Data records

════════════════════

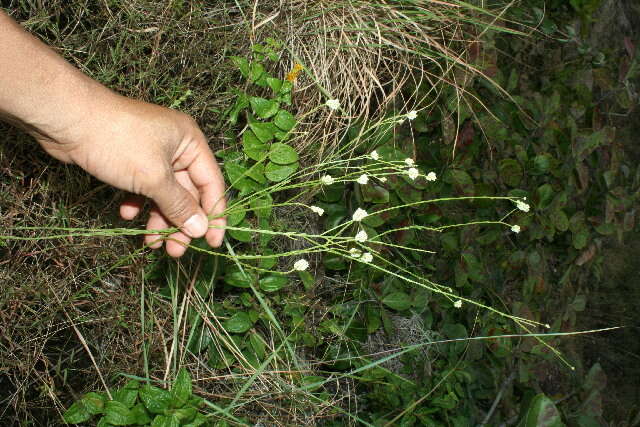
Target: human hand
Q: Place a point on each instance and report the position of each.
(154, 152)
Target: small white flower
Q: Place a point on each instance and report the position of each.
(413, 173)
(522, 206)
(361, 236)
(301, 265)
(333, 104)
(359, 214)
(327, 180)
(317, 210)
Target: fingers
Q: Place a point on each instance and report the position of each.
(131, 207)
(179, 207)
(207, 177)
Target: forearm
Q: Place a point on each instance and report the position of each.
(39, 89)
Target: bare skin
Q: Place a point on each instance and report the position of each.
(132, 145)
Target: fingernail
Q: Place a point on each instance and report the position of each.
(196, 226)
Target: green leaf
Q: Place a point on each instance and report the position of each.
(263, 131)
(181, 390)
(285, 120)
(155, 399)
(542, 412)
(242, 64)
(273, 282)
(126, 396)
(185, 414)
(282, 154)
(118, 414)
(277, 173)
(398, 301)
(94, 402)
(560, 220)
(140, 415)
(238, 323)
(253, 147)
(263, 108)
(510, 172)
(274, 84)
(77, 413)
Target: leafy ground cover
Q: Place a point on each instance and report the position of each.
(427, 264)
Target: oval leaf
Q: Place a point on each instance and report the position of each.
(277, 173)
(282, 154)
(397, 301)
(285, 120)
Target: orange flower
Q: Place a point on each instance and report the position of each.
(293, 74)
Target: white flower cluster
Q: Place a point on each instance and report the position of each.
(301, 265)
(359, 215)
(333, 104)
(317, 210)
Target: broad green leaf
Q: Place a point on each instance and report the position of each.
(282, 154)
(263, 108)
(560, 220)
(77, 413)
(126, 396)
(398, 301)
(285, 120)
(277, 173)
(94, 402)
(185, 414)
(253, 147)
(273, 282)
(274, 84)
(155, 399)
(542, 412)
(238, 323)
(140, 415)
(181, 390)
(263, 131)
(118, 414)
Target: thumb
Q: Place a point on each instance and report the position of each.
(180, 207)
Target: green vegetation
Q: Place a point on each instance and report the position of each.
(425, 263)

════════════════════

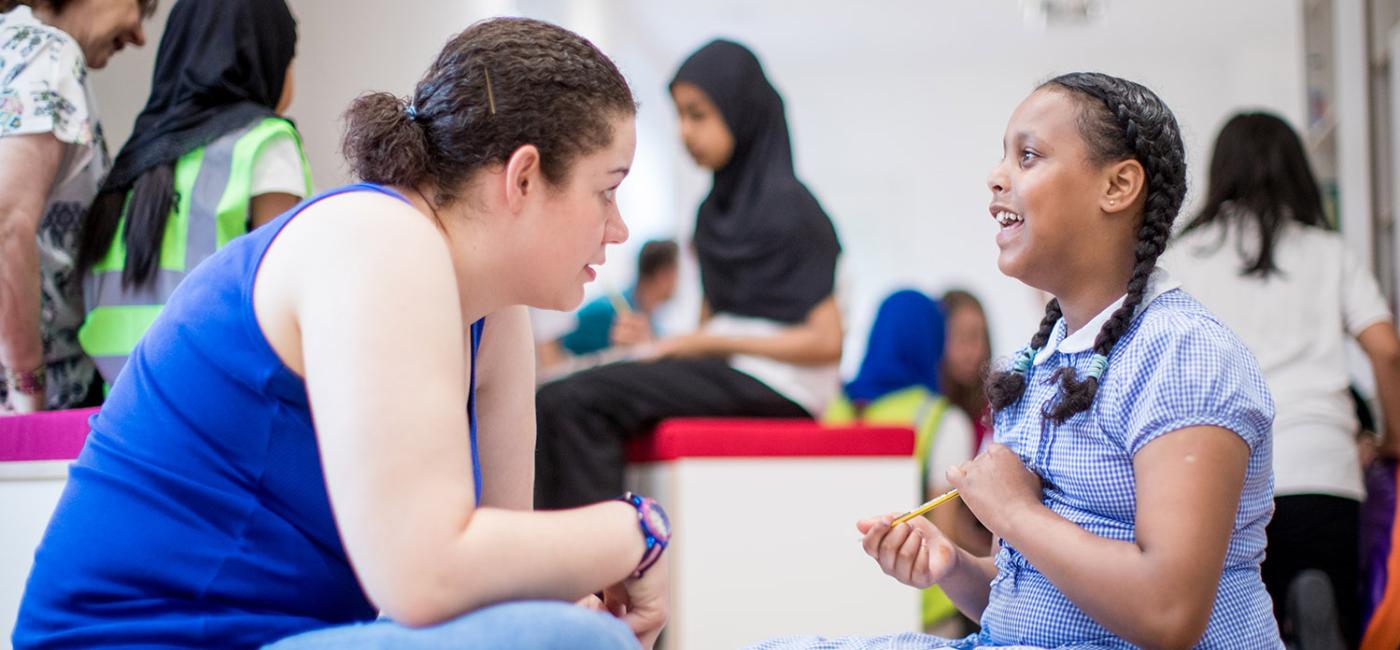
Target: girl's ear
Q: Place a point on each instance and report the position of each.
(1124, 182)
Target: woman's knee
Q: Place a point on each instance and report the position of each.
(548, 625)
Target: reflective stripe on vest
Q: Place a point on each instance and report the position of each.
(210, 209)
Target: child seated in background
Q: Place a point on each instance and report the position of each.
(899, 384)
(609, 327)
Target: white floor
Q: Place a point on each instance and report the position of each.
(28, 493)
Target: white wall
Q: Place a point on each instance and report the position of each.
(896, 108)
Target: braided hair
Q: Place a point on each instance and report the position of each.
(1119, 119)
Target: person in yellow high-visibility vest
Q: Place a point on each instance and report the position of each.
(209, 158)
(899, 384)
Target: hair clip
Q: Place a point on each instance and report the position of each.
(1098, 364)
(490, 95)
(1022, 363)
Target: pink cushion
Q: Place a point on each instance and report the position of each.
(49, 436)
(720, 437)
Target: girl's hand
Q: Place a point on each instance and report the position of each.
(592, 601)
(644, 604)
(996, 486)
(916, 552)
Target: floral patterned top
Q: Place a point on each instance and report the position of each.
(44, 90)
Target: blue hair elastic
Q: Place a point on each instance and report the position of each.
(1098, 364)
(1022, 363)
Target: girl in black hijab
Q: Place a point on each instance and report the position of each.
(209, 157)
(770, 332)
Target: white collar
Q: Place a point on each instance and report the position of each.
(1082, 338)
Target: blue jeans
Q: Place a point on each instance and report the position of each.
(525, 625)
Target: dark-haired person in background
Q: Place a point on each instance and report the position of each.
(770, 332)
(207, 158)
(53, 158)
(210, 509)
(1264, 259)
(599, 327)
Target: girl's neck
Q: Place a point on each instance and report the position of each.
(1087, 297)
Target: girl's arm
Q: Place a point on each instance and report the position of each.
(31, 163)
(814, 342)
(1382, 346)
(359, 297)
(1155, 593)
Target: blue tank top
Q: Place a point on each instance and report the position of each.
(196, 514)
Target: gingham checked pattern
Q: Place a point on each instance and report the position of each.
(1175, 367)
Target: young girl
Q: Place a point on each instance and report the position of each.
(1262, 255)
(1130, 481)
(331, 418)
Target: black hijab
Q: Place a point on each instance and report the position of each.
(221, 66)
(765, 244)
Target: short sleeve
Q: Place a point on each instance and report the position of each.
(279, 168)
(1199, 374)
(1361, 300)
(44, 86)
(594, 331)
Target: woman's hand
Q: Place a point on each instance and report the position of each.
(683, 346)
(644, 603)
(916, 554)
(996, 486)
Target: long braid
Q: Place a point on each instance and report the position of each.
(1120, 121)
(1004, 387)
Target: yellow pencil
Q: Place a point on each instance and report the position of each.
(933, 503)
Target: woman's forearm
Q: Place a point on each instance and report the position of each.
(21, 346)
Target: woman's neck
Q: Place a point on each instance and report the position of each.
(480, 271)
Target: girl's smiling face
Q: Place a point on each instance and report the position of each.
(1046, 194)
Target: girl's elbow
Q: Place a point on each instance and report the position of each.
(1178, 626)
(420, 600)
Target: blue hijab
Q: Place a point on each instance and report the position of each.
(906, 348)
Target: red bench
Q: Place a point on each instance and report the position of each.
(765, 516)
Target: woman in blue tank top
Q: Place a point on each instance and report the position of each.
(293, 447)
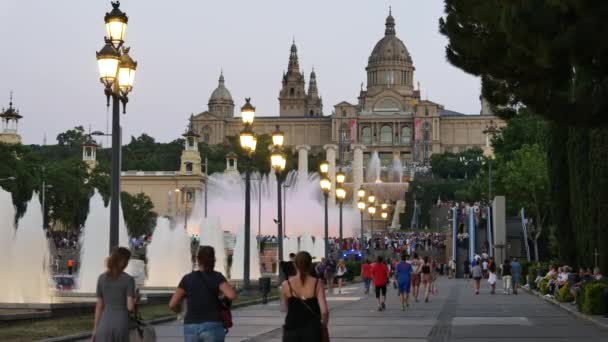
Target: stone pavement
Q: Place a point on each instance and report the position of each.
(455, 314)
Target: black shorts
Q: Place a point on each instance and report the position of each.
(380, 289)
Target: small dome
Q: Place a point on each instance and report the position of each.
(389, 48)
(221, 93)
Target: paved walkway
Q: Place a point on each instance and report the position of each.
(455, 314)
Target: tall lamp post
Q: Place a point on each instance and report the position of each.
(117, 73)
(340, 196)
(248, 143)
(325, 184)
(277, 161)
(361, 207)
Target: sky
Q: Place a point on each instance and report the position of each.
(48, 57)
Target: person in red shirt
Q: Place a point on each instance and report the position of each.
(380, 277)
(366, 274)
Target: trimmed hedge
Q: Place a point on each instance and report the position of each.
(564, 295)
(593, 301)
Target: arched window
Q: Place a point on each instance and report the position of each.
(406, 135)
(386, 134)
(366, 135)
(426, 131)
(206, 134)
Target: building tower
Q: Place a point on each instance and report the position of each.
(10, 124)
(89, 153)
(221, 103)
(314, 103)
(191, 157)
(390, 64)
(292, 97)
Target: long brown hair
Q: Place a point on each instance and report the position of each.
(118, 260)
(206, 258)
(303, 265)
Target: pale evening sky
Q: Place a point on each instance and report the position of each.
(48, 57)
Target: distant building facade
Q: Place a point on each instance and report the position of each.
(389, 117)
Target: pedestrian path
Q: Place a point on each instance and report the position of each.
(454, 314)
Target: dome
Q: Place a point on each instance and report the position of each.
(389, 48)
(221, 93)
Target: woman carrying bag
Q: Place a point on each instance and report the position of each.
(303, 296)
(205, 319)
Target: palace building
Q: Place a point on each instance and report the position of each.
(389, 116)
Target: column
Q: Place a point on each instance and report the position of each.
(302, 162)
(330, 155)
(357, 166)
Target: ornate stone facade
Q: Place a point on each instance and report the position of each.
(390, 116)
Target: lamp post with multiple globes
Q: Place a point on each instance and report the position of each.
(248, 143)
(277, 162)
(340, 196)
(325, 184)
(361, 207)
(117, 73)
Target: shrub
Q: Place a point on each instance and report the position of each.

════════════════════

What the exercise asks
Copy out only the lines of the records above from the one with "Target: human hand" through the one with "Target: green leaf", exactly as they stand, both included.

Worked solution
Target: human hand
Q: Place a point on each instance and report the position of each.
(154, 152)
Target: small white flower
Q: Place a point on each instance and report the position of each.
(413, 173)
(522, 206)
(361, 236)
(301, 265)
(333, 104)
(359, 214)
(327, 180)
(317, 210)
Target: fingers
Q: Place a point on each instance and report the position of each.
(131, 207)
(179, 207)
(207, 177)
Target: forearm
Q: Place a point on each instance and report the position of each.
(39, 89)
Target: bare skin
Q: Place a point on each instance and report the position of each.
(132, 145)
Target: fingernail
Q: Place a point on each instance and report the position of each.
(196, 226)
Target: green leaf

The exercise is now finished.